Task details: Print exactly the lines below between the line holding "[[967, 415], [683, 504], [315, 199]]" and the line holding "[[663, 394], [1022, 10], [135, 241], [230, 93]]", inclusive, and nothing more.

(Referring expression data)

=== Section Start ===

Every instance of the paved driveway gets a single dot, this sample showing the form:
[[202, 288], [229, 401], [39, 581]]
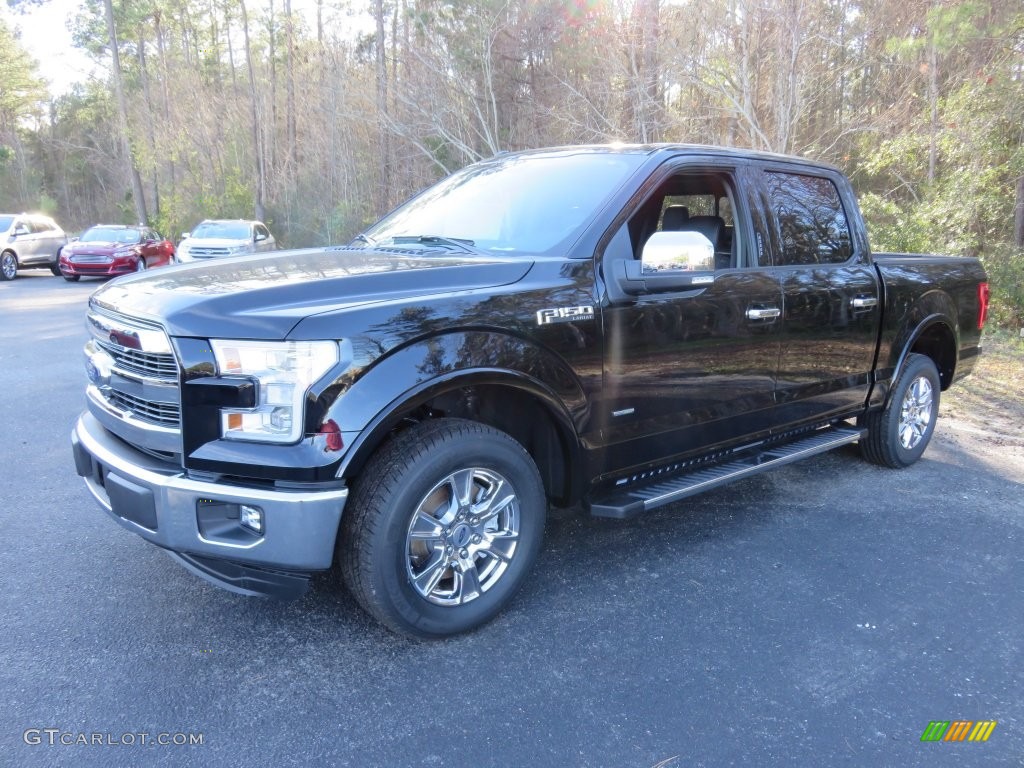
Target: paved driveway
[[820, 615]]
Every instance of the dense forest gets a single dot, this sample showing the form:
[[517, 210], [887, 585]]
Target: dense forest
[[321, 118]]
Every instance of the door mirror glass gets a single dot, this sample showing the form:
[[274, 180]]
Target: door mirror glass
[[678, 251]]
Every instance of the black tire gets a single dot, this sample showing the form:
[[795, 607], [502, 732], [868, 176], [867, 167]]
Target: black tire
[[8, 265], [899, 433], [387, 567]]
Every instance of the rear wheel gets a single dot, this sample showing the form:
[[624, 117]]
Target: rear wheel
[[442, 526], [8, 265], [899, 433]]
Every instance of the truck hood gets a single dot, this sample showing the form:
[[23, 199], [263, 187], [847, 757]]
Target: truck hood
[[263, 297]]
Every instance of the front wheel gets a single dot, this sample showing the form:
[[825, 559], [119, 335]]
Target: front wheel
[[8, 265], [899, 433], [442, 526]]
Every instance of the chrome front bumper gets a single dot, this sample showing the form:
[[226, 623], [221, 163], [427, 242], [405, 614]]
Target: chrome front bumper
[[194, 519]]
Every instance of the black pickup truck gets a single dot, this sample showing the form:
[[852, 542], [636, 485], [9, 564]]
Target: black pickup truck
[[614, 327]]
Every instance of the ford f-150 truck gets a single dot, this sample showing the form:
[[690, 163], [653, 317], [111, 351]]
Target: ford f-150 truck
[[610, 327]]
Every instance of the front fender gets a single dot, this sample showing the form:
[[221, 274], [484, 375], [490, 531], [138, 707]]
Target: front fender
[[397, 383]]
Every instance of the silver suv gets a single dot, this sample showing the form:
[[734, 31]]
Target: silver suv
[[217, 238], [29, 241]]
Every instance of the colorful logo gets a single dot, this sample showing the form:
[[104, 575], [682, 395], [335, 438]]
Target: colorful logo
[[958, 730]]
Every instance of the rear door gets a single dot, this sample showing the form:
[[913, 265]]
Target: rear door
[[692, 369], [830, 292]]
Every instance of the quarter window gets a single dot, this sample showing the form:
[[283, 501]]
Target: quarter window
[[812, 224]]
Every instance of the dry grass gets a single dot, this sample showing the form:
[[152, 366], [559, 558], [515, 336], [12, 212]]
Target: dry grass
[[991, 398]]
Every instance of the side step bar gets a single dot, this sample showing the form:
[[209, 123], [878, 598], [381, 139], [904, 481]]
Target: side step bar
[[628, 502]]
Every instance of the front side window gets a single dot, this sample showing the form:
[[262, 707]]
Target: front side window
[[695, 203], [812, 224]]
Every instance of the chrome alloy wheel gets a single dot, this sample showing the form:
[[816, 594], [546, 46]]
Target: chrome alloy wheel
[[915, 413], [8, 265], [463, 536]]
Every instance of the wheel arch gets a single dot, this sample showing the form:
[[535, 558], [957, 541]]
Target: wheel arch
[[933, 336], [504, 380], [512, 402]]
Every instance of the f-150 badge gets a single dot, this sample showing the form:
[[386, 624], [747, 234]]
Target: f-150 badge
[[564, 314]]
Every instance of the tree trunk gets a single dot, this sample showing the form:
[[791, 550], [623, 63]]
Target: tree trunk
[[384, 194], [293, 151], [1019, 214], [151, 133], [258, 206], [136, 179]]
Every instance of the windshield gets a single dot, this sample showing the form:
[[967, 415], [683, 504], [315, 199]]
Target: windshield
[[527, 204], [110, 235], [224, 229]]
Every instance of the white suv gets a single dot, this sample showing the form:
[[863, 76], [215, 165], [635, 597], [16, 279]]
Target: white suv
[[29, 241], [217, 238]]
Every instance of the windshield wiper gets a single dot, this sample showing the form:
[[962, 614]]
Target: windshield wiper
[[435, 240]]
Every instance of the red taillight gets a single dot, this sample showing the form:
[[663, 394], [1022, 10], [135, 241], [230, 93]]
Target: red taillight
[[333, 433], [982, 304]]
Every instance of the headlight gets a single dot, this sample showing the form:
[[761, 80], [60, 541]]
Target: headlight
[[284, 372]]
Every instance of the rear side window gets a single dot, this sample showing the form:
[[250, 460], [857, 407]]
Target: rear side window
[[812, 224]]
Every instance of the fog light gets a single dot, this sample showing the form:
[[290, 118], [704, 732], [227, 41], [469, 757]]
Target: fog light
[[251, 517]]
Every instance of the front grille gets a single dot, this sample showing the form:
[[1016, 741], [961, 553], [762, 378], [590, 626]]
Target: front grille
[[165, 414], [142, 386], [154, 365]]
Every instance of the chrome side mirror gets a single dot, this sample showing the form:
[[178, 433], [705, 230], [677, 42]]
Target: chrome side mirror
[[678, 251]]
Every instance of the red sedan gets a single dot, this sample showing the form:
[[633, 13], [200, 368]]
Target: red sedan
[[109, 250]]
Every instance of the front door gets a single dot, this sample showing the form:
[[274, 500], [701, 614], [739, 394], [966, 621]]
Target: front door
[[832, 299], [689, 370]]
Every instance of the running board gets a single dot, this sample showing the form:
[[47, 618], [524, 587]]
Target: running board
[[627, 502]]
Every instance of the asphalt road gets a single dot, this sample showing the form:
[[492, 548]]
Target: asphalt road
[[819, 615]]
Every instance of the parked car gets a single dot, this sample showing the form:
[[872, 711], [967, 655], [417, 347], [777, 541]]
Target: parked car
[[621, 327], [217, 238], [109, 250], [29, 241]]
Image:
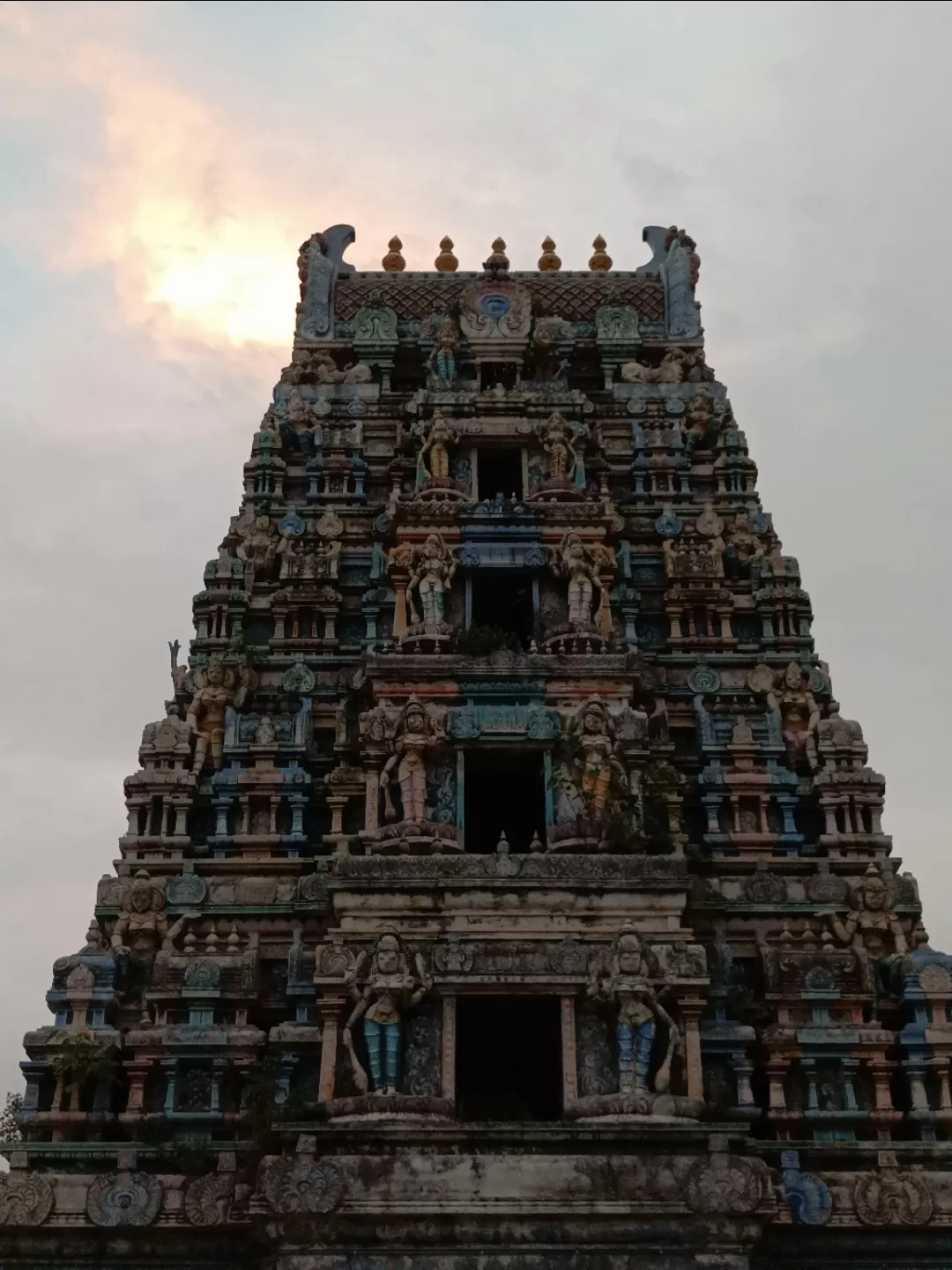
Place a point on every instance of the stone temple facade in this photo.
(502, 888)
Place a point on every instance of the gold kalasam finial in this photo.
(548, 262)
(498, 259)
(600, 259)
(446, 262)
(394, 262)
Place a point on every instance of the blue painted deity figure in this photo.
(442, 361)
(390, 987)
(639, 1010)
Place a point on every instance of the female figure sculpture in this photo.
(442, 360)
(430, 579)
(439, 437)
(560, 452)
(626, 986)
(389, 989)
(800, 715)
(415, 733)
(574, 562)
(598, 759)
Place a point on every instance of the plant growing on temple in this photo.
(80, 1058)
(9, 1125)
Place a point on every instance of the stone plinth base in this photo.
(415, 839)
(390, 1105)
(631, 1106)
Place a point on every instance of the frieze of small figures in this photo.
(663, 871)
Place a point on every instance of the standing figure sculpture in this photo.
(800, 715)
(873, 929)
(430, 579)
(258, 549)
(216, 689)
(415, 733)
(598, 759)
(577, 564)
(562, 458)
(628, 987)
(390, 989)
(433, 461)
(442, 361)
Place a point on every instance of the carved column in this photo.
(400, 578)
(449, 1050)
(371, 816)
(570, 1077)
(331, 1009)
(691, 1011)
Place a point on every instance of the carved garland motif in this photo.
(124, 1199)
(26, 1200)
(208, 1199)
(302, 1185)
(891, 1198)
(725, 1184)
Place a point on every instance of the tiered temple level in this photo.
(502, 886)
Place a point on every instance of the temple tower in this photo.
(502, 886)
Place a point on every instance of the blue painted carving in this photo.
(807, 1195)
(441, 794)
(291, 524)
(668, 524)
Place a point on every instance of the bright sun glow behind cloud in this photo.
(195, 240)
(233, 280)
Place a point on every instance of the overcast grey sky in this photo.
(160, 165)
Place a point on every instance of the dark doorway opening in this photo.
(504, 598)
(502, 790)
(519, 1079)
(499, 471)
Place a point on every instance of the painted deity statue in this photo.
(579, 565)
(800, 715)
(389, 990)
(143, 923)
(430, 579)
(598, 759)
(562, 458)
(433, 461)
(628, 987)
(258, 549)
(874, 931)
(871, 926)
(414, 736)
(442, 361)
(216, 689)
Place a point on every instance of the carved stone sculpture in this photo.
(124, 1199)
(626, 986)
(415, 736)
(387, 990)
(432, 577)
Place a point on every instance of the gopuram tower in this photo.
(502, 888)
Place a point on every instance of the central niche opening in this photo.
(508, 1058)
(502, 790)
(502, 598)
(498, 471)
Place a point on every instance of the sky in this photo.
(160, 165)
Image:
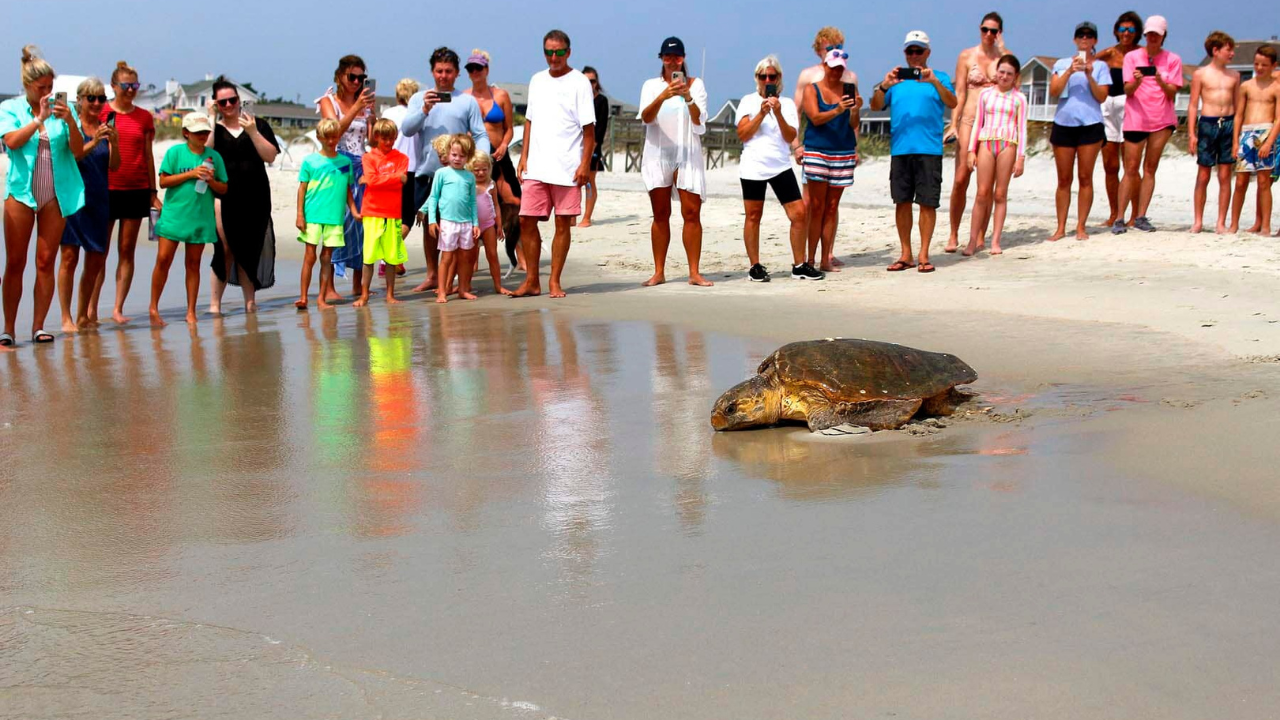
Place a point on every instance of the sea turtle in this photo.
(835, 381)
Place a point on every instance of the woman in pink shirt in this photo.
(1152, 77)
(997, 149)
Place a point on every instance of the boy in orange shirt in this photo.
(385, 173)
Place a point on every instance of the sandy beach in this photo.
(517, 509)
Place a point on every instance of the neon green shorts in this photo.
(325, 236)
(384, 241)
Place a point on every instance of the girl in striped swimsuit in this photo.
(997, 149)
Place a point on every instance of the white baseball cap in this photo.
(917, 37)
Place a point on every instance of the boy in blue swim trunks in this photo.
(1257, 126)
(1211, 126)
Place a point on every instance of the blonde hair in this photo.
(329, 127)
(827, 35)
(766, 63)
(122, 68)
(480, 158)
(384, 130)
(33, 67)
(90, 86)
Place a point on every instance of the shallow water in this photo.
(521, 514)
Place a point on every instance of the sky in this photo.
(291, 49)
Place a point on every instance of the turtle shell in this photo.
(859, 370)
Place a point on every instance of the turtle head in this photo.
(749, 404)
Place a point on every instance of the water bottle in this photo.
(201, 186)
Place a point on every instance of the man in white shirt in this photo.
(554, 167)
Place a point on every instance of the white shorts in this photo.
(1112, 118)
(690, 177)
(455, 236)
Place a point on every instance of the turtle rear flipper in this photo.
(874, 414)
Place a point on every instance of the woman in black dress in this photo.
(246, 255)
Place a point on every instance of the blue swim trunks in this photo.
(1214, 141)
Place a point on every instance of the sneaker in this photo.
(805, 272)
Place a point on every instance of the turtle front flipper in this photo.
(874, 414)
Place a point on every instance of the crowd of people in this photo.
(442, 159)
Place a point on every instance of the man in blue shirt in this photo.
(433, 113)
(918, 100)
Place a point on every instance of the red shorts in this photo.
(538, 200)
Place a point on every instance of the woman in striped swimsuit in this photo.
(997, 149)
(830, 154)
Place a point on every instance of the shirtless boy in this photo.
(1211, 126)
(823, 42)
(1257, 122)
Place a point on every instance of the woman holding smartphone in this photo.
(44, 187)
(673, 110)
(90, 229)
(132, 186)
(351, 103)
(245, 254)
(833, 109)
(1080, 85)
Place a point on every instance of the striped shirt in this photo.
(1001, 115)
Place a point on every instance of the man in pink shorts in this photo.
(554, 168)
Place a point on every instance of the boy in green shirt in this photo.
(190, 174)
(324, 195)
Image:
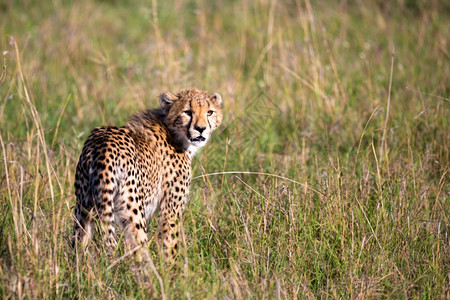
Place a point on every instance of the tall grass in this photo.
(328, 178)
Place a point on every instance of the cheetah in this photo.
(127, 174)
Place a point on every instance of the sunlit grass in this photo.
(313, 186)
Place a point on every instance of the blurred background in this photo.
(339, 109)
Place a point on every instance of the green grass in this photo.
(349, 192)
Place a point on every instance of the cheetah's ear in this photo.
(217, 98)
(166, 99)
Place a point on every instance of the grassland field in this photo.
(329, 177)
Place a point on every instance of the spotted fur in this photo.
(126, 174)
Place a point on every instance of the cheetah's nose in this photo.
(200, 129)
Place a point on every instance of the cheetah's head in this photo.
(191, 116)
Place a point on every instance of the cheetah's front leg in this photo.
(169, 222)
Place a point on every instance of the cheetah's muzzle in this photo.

=== Section End ===

Task output:
[[967, 415], [683, 504], [315, 199]]
Target: windshield
[[527, 204], [110, 235], [224, 229]]
Every instance of the white suv gets a single dot, this sample showing the form:
[[863, 76], [215, 165], [635, 597], [16, 279]]
Target: white suv
[[29, 241], [217, 238]]
Every instance of the windshield wiper gets a single dot, this sample showing the form:
[[962, 614]]
Target: windshield wiper
[[435, 240]]
Every instance of the red taillight gets a single dot, this sample showing the form:
[[663, 394], [1022, 10], [135, 241], [230, 93]]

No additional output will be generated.